> RAW RECORDS:
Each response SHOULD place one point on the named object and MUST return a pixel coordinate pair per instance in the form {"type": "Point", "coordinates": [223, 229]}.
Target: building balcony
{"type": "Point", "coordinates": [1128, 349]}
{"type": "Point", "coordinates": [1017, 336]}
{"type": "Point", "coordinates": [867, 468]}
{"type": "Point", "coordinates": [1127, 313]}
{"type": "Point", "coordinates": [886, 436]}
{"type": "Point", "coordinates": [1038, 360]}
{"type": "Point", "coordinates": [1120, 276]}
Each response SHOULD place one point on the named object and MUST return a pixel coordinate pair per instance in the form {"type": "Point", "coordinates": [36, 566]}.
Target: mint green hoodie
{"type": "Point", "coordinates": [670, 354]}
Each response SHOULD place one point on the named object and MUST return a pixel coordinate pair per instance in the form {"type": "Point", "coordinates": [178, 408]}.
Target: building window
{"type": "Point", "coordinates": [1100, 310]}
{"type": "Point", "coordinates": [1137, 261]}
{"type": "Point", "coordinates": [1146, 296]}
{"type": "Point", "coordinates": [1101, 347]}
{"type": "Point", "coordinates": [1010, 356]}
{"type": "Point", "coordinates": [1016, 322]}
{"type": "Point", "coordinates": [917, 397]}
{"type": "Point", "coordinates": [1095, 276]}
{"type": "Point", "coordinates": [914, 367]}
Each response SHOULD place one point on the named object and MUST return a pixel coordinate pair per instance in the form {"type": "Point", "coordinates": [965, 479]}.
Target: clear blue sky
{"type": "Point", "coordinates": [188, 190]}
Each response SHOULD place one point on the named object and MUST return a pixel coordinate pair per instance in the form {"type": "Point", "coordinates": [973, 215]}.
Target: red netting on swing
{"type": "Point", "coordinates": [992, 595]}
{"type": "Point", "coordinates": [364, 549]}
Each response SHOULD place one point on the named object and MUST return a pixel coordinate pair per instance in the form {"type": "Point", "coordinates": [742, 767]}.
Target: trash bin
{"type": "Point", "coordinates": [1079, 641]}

> EXERCISE:
Take the records above and return them exactly as written.

> TASK SOLUTION:
Each response SHOULD place one point on the named object and MUST return a pixel coordinate pair per instance in the form {"type": "Point", "coordinates": [223, 229]}.
Target: building balcony
{"type": "Point", "coordinates": [1128, 349]}
{"type": "Point", "coordinates": [1017, 336]}
{"type": "Point", "coordinates": [867, 468]}
{"type": "Point", "coordinates": [1127, 313]}
{"type": "Point", "coordinates": [886, 436]}
{"type": "Point", "coordinates": [1038, 360]}
{"type": "Point", "coordinates": [1120, 276]}
Each response SHOULD place one point on the named object and MUST return a pixel coordinate pair per instance in the form {"type": "Point", "coordinates": [36, 566]}.
Target: mint green hoodie
{"type": "Point", "coordinates": [670, 354]}
Each response SHOULD place one point on the named object and MUST return a pixel coordinate pair per instance in the form {"type": "Point", "coordinates": [178, 408]}.
Target: building window
{"type": "Point", "coordinates": [1100, 310]}
{"type": "Point", "coordinates": [1137, 261]}
{"type": "Point", "coordinates": [1146, 296]}
{"type": "Point", "coordinates": [1101, 347]}
{"type": "Point", "coordinates": [1010, 356]}
{"type": "Point", "coordinates": [1016, 322]}
{"type": "Point", "coordinates": [917, 397]}
{"type": "Point", "coordinates": [1095, 276]}
{"type": "Point", "coordinates": [914, 367]}
Each response SHOULD place one point on the named object and MUST return a pixel coordinate pair per instance in the form {"type": "Point", "coordinates": [965, 479]}.
Target: clear blue sky
{"type": "Point", "coordinates": [188, 190]}
Each response SHOULD place one point on the named object and MUST return a pixel coordinate pair per instance in the form {"type": "Point", "coordinates": [973, 215]}.
Target: red netting on swing
{"type": "Point", "coordinates": [992, 595]}
{"type": "Point", "coordinates": [364, 549]}
Each response SHOULD place one point on the named object and MUST return a pixel coordinate pair per instance in the form {"type": "Point", "coordinates": [742, 767]}.
Target: trash bin
{"type": "Point", "coordinates": [1079, 641]}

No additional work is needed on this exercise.